[Start DOCUMENT SECTION]
Axel turns around and shakes his fist at Farim. *"You little mouse! Behind the bars, I run this joint!"* Axel turns back towards the hallway door ignoring the others, and continues throwing the bones at the door. The halfling's skull makes the largest thump. *"Get in here goblins, get in here!"*

*"What's all the racket?"* demands Jerj. The hobgoblin steps into the hall. "Settle down or I'll knock you senseless."

"Your threats don't scare us, Jerj," says Axel. "We'll die in the mines anyway!"

Jerj glares at Axel with a menacing stare. "Have it your way. If you're all so anxious to see the salt mines, then you'll go as soon as I get back with your shackles."

Jerj ignores any protests and as soon as the hobgoblin leaves, Axel turns to you all. "Now you've done it! If we don't figure out how to escape, we're all goners!"


----------



## renau1g (Aug 27, 2008)

"Well, I guess there isn't much time left for that dice game, so I suggest that you start talking about you're plan. You know everything after all, and being the leader here, you should act like one and help us get out" Morrim suggest, hoping that by switching tactics might elicit a different response from Axel.


----------



## Walking Dad (Aug 27, 2008)

"If you can get us out there, I will you call proper dwarf and leader. If you can get my spellbook back, I will call you brother. My magics are at your command. Show us the way!" Vondal says sincerely.


----------



## Leif (Aug 27, 2008)

*Farim Rubyheart, Cleric 1, L/G, 28/28 HP*

To Axel, Farim says, "I still think you're a good-for-nothing, larcenous piece of cow dung, but since my friends seem pleased to follow you, I will also.  After all, we'll have plenty of time to kill each other after we get the hell out of here.  Lead on, Prince of Prisons!"


----------



## Graf (Aug 28, 2008)

Thromb regards Axel and the others dubiously.


----------



## The Digger (Aug 28, 2008)

Thorfin licked the last few crumbs out of his beard and stood up.  "I don't know what you're crying about Axel, it was you that brought yon hobbo back.  But since you've managed that I suppose we can go the next step and see what's out there.  We sure don't seem to be able to get outa here without they open the door so we might as well get on with it"


----------



## Chauzu (Aug 28, 2008)

Axel stands as tall as he can and puts his hands on his hip. "That's right... I'm the boss. So uh..." He ponders for a minute before thinking of something. Eventually he suggests,  "Why don't we let Jerj shackle one of us, then you guys can jump him when he's not looking? One of you is clearly a magic-user... is anybody else? The hobgoblin will probably have a few goblins assisting him. If anybody attacks them with spells, then the guys attacking Jerj can focus on him maybe."


----------



## Leif (Aug 28, 2008)

*Farim Rubyheart, Cleric 1, L/G, 28/28 HP*

Farim starts to speak and then thinks better of it.


----------



## Walking Dad (Aug 28, 2008)

"The plan isn't that bad. So, we look how they shackle Axel and start blasting away on them? And what then? How many wardens are out there? Do you know where they keep our stuff? A bit more details, please." Vondal answers quickly, trying to keep Axel in a helpful mood, they will win nothing by in-fighting.
[End DOCUMENT SECTION]
• [OBJECTIVES]
1: Write out the stretch of the forum thread from "To Axel, Farim" through "the others dubiously.".
2: Decide whether each statement agrees with the forum thread, answering yes or no and quoting the words that settle it.
(a) Farim Rubyheart is at full hit points, 28 of 28.
(b) Jerj is a goblin.
(c) Axel proposes letting Jerj shackle one of the prisoners.
3: Answer these questions from the forum thread.
(a) What does Axel keep throwing at the door?
(b) Where does Jerj say the prisoners will be sent?
(c) What will Vondal call Axel if Axel gets the spellbook back?
Work from the forum thread alone.
[Start INFORMATION PROVIDED]
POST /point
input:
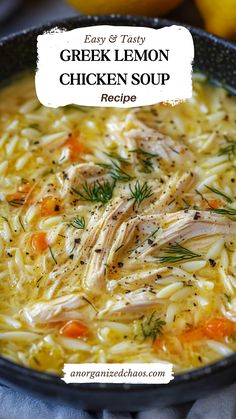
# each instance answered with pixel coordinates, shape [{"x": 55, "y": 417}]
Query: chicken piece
[
  {"x": 173, "y": 191},
  {"x": 130, "y": 305},
  {"x": 152, "y": 141},
  {"x": 53, "y": 310},
  {"x": 181, "y": 226},
  {"x": 138, "y": 279},
  {"x": 80, "y": 174},
  {"x": 96, "y": 273}
]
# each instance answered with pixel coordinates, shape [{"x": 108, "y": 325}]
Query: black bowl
[{"x": 215, "y": 57}]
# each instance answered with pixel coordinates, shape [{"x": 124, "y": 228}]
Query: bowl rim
[{"x": 186, "y": 376}]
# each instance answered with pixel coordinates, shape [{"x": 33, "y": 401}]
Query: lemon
[
  {"x": 130, "y": 7},
  {"x": 219, "y": 17}
]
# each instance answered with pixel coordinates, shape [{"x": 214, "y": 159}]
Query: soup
[{"x": 117, "y": 231}]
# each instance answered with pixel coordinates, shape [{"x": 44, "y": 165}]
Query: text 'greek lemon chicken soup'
[{"x": 117, "y": 231}]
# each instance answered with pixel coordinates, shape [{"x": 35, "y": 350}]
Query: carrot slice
[
  {"x": 25, "y": 187},
  {"x": 50, "y": 206},
  {"x": 75, "y": 329},
  {"x": 75, "y": 148},
  {"x": 215, "y": 203},
  {"x": 39, "y": 242},
  {"x": 195, "y": 333},
  {"x": 16, "y": 199},
  {"x": 218, "y": 328},
  {"x": 157, "y": 344}
]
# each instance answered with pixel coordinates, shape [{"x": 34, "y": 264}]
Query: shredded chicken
[
  {"x": 53, "y": 310},
  {"x": 131, "y": 304},
  {"x": 96, "y": 273},
  {"x": 161, "y": 145}
]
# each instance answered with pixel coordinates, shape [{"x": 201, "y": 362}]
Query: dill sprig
[
  {"x": 228, "y": 212},
  {"x": 117, "y": 157},
  {"x": 229, "y": 149},
  {"x": 152, "y": 326},
  {"x": 18, "y": 202},
  {"x": 116, "y": 172},
  {"x": 139, "y": 193},
  {"x": 53, "y": 257},
  {"x": 218, "y": 192},
  {"x": 145, "y": 159},
  {"x": 119, "y": 174},
  {"x": 78, "y": 222},
  {"x": 177, "y": 253},
  {"x": 96, "y": 192}
]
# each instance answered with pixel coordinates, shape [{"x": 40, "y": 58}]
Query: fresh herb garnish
[
  {"x": 139, "y": 193},
  {"x": 22, "y": 225},
  {"x": 217, "y": 192},
  {"x": 177, "y": 253},
  {"x": 119, "y": 174},
  {"x": 228, "y": 212},
  {"x": 18, "y": 202},
  {"x": 152, "y": 326},
  {"x": 229, "y": 149},
  {"x": 4, "y": 218},
  {"x": 117, "y": 157},
  {"x": 116, "y": 172},
  {"x": 96, "y": 192},
  {"x": 187, "y": 205},
  {"x": 120, "y": 247},
  {"x": 78, "y": 222},
  {"x": 51, "y": 253},
  {"x": 145, "y": 160}
]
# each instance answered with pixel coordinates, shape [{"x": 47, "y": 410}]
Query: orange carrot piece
[
  {"x": 218, "y": 328},
  {"x": 39, "y": 242},
  {"x": 75, "y": 329},
  {"x": 25, "y": 187},
  {"x": 75, "y": 148},
  {"x": 195, "y": 333},
  {"x": 157, "y": 344},
  {"x": 215, "y": 203},
  {"x": 16, "y": 199},
  {"x": 50, "y": 206}
]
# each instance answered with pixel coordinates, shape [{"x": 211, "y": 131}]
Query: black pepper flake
[
  {"x": 197, "y": 215},
  {"x": 212, "y": 262}
]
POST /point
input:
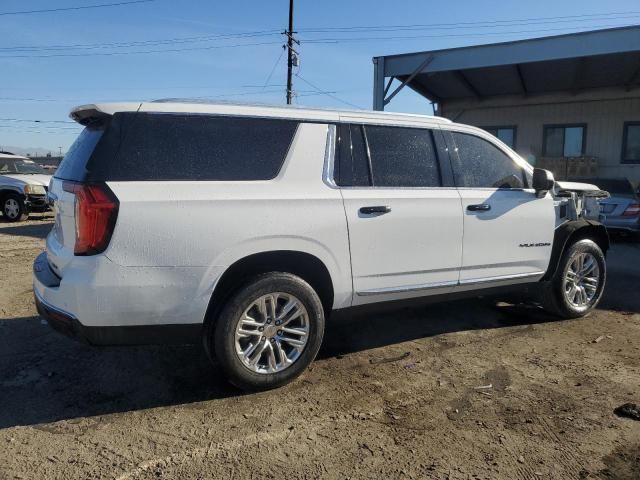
[End INFORMATION PROVIDED]
• [TASK RESPONSES]
1:
To Axel, Farim says, "I still think you're a good-for-nothing, larcenous piece of cow dung, but since my friends seem pleased to follow you, I will also.  After all, we'll have plenty of time to kill each other after we get the hell out of here.  Lead on, Prince of Prisons!"


----------



## Graf (Aug 28, 2008)

Thromb regards Axel and the others dubiously.

2:
(a) Yes: "Cleric 1, L/G, 28/28 HP"
(b) No: "The hobgoblin steps into the hall."
(c) Yes: "Why don't we let Jerj shackle one of us"

3:
(a) Bones.
(b) The salt mines.
(c) Brother.